Goal of the exercise: Find each line in the rows below that contains the word "truck" and copy those lines out. Case counts.

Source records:

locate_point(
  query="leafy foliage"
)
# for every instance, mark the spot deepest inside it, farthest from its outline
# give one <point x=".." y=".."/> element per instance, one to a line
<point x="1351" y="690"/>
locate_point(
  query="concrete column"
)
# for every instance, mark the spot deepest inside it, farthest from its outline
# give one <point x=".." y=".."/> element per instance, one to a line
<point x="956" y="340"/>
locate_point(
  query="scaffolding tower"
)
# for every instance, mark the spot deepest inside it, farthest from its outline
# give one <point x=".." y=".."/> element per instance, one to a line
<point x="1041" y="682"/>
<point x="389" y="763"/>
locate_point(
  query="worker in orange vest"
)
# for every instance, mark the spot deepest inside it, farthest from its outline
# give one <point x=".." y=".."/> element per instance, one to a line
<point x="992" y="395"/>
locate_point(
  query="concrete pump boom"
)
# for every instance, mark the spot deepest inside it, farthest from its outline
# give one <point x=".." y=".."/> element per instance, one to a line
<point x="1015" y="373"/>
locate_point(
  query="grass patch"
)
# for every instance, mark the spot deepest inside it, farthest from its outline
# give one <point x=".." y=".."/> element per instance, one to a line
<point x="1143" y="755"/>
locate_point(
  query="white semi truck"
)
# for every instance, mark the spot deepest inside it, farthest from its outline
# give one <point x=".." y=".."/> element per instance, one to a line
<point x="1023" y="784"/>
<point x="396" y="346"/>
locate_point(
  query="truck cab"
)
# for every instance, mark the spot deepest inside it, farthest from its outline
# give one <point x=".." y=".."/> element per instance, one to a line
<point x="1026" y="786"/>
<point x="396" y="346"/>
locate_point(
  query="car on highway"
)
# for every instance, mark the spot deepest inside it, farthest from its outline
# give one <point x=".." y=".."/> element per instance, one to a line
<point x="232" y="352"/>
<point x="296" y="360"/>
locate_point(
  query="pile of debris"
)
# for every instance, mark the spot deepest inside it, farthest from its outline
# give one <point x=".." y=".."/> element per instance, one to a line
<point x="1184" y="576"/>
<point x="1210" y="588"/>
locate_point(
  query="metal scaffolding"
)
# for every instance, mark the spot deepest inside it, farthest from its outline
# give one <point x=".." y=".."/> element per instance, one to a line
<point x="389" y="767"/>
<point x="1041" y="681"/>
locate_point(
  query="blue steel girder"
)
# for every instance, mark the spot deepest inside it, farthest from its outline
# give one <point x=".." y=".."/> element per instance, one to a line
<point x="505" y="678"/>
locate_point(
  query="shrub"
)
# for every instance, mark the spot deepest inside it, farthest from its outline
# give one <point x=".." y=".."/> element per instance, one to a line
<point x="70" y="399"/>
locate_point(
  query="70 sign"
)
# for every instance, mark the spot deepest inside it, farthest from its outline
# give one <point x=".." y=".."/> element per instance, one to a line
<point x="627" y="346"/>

Result of the exercise:
  query="white semi truck"
  query="truck cab"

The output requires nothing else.